§ **課題 1**
下の記録のうち、文字列「chunk」を含む行はどれですか。該当する行をすべて書き写して示してください。

【週俳7月の俳句を読む】
既成の美学とは無関係に
きゅういち
俳句での読みがどういう方向へ向かってなされるか、ということがよくわからない。川柳では、とりあえず句の「意味」を読み取ろうとするが、大方の川柳人、とくに伝統系と呼ばれる人々にとって句群は「難解」と映るだろう。シュールな句が並ぶ。
百本の薔薇絞め殺す仕事くる ぺぺ女(以下同)
「百本の薔薇」が「絞め殺す仕事」の報酬なのか「薔薇」が仕事を依頼する合図なのか、フランス映画の一場面のようだ。
シャツ派手である夕立のスラム街
こちらはブロードウェイ風、「シャツ」が派手とあり、「夕立」との対比が鮮明な印象を与えている。
ダリアかきわけかきわけ余命延びるんだって
「かきわけかきわけ」の力強さと「ダリア」の取り合わせ、「ダリア」が一面に咲いているイメージを「余命…」に落とす、諧謔が効いている。

§ **提供資料**
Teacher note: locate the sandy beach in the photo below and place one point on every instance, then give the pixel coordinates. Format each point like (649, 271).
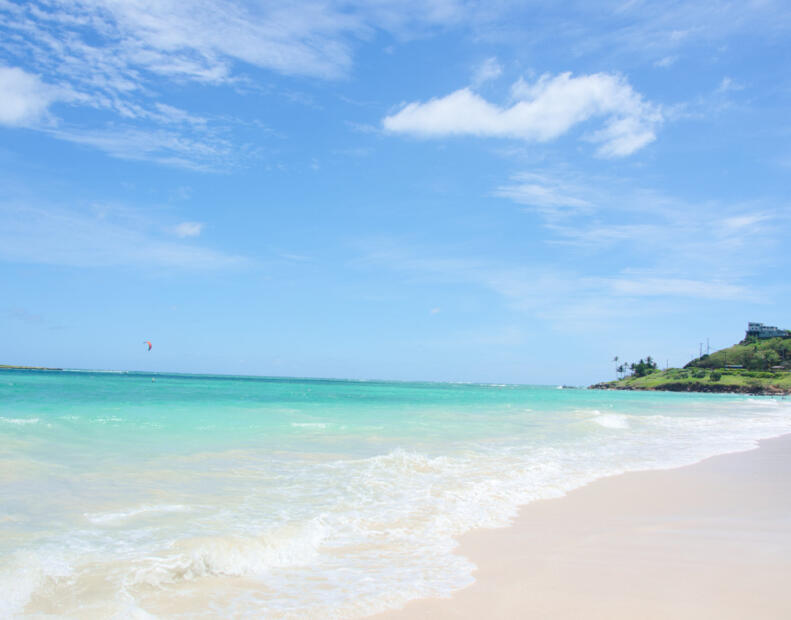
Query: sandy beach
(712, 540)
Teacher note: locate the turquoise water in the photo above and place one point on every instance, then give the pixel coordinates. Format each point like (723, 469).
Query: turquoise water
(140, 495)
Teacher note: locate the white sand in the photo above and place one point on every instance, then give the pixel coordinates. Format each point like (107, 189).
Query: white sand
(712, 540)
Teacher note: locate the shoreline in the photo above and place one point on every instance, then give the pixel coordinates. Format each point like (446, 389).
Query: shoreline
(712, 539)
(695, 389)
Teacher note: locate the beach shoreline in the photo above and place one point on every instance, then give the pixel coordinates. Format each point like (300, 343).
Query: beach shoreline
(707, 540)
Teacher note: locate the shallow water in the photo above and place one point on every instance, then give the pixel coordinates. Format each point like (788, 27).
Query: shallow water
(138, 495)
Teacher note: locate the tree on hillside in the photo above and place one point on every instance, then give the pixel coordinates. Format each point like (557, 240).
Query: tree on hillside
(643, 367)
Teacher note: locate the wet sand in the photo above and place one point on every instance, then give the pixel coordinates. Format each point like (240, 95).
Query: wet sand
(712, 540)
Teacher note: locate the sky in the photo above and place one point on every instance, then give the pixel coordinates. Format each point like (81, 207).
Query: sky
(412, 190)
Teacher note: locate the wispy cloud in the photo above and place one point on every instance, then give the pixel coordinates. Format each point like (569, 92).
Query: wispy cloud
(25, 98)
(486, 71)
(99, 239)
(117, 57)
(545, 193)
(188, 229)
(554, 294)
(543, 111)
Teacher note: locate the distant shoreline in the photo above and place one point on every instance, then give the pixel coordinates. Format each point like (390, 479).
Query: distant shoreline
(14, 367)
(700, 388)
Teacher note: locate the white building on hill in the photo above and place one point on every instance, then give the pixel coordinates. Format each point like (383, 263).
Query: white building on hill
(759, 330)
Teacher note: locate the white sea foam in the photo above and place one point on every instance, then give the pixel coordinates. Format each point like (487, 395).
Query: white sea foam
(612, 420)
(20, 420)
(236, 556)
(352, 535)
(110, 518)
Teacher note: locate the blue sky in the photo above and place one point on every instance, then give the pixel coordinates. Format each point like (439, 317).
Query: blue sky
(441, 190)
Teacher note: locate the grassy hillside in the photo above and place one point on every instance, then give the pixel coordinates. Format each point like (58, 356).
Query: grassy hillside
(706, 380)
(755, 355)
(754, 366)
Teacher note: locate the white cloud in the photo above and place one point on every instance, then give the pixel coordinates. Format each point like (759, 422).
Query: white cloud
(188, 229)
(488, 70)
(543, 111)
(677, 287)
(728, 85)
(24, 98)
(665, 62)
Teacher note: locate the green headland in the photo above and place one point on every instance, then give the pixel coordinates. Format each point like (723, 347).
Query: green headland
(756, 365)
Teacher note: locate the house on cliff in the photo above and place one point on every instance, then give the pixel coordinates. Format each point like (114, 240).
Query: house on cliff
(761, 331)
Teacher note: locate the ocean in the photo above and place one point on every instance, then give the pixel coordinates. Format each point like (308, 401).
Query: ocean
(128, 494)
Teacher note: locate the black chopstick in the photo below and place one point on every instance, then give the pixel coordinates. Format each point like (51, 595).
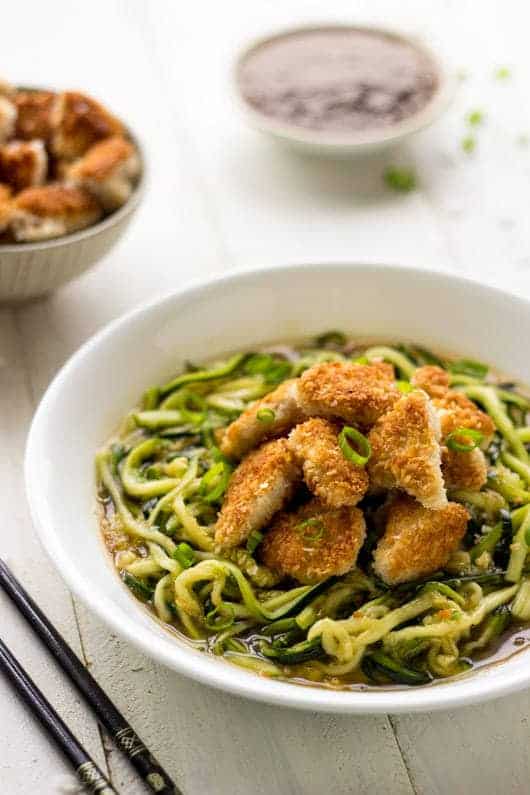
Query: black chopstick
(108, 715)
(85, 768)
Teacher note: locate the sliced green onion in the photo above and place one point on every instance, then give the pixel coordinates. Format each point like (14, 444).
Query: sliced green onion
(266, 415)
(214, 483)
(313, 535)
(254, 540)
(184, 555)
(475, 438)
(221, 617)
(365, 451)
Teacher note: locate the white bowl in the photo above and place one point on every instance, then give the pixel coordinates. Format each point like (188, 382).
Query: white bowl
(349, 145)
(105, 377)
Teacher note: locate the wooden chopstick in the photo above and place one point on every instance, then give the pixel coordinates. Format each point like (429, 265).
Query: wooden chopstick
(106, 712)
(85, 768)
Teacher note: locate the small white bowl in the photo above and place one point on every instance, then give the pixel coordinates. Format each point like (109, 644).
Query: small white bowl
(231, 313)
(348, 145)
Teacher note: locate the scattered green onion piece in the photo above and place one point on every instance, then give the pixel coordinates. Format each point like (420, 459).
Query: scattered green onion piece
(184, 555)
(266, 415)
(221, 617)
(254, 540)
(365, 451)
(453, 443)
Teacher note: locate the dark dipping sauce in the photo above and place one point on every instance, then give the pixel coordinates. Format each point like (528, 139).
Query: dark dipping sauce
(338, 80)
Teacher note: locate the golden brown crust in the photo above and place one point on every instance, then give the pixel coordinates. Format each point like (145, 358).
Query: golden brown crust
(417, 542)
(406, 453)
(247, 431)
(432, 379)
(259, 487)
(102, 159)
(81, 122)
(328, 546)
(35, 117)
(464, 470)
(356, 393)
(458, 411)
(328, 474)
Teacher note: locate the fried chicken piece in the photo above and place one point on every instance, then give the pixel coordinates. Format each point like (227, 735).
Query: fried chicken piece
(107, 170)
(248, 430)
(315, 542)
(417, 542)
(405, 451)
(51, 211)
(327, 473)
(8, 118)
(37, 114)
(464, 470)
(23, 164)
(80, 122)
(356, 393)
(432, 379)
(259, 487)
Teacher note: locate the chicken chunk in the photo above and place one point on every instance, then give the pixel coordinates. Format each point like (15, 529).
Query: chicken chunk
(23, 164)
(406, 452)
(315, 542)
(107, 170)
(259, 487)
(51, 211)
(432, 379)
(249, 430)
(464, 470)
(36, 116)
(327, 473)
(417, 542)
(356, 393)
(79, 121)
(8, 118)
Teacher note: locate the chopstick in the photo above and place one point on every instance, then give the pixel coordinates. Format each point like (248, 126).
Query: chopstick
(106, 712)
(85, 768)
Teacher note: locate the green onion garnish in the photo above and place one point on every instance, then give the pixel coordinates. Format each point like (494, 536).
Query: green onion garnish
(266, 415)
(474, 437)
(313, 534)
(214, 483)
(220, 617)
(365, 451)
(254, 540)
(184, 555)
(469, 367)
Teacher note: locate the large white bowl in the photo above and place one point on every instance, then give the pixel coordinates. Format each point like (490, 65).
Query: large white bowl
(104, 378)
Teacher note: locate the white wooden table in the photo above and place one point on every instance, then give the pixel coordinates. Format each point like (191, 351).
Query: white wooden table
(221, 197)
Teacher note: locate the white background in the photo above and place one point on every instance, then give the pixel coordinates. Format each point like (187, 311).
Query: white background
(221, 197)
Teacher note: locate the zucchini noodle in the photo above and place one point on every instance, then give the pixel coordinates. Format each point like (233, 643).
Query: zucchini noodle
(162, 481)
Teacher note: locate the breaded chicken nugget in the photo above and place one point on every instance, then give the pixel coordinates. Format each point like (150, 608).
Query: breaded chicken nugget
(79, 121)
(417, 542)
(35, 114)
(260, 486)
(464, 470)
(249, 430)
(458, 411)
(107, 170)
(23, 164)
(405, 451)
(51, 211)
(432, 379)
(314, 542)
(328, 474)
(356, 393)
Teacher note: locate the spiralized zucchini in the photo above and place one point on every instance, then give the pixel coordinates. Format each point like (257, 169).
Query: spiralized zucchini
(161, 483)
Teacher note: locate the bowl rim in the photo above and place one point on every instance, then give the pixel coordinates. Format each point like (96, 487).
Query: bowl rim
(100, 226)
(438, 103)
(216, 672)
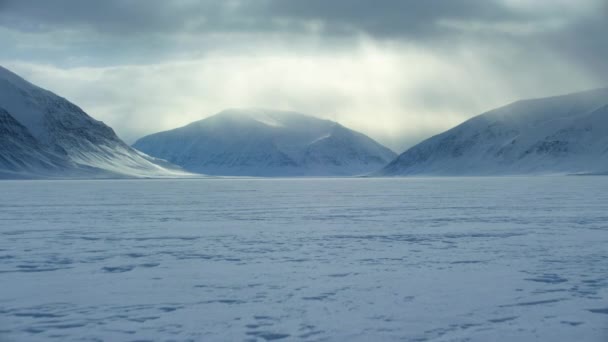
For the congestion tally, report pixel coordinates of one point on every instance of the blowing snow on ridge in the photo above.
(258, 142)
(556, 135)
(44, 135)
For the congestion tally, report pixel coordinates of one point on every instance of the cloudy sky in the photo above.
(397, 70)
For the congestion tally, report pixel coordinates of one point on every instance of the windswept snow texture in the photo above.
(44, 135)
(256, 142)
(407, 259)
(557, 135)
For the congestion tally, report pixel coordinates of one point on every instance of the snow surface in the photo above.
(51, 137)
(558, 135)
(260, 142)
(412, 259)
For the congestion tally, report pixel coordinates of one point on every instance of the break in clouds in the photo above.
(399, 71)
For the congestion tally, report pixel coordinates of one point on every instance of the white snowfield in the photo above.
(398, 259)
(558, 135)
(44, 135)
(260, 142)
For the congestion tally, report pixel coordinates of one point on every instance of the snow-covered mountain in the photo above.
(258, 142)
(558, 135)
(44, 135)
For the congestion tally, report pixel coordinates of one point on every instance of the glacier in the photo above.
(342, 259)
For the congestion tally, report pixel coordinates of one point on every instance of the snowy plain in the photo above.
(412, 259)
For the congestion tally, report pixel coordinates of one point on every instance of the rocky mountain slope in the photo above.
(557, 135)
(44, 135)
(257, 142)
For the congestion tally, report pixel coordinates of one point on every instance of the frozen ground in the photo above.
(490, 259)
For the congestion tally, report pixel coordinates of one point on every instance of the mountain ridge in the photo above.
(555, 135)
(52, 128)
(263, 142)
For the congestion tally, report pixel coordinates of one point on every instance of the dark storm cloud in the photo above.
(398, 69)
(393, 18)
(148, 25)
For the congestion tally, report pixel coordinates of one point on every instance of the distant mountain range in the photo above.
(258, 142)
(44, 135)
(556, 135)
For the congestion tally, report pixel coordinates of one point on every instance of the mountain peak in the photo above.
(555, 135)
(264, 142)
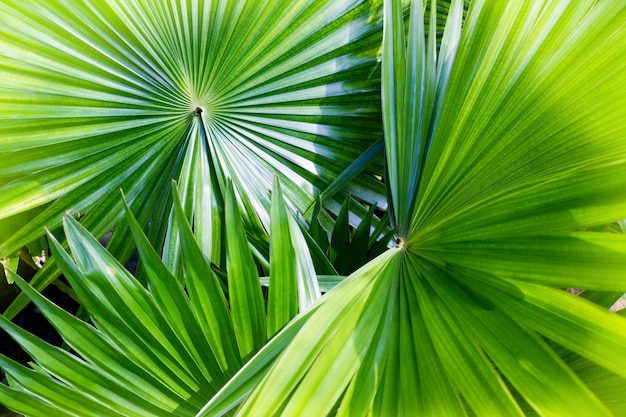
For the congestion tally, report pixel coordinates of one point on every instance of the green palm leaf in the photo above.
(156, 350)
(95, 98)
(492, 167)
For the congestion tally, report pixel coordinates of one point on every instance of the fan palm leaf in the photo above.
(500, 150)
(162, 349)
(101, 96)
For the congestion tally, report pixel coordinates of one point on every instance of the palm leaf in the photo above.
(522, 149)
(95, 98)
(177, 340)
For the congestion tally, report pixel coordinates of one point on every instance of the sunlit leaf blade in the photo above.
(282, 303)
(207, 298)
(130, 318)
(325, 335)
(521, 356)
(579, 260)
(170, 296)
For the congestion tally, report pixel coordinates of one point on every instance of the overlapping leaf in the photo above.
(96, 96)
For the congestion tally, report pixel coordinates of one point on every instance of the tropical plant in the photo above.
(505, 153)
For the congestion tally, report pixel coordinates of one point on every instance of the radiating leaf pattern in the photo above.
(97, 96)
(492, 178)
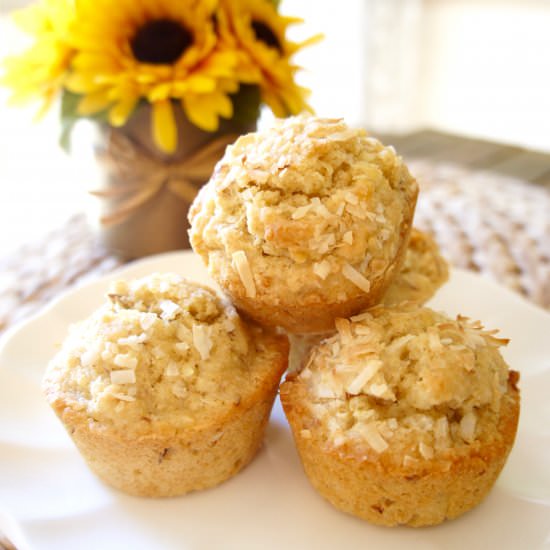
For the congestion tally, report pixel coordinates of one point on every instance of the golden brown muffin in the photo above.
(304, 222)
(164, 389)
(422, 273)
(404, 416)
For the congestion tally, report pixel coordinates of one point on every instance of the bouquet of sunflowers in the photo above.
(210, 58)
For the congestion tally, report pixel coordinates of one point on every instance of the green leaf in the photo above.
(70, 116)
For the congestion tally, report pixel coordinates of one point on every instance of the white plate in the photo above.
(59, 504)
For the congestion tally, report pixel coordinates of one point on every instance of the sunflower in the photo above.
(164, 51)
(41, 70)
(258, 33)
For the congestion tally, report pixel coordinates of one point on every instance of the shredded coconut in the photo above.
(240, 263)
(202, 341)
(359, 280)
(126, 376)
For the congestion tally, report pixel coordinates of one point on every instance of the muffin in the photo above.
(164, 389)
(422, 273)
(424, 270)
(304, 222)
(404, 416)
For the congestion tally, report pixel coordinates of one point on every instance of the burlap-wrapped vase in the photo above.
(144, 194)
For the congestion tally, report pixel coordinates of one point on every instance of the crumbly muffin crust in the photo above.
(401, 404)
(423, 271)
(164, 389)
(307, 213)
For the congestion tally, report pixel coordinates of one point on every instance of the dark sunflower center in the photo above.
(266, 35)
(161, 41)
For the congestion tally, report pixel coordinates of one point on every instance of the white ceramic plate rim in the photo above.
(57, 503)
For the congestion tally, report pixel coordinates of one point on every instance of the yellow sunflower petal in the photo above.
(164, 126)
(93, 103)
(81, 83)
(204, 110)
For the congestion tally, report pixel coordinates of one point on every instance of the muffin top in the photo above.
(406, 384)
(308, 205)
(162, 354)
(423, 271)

§ **課題 2**
上の俳句評は、この後どう続きますか。最後の一文の後から続きを書いてください。

§ **解答 1**
Teacher note: locate the chicken chunk in the photo above and place one point on every instance, then give the pixel coordinates. Format each point like (15, 529).
Query: chicken chunk

§ **解答 2**
睡蓮や姉妹そろって窃視症
「窃視症」盗み見るということか、しかも「姉妹そろって」である。「睡蓮」は夜には花を閉じるという、その神秘的な意味合いとあいまって、軽いエロスが漂う。
金雀枝に溺れる骨の白さかな
毒ガスの検知に使われる「金雀枝」と「骨の白さ」の距離がやや近いような気もするが、「溺れる」のはぐらかしが成功させている。
鍵盤を外せば青葡萄びっしり
一番いいなと思う。捨てられたピアノなのか、屋敷から逃げ出したのかもしれない、解体され、中は「青葡萄」がぎっしりという。なんてシュールだ。フロイトやユングに分析させてみたいような画がみえる。
全体的に深層意識から引き出した不合理を、既成の美学とは無関係に言葉として組み立てていくセンスがすばらしいと同時に自由だと感じた。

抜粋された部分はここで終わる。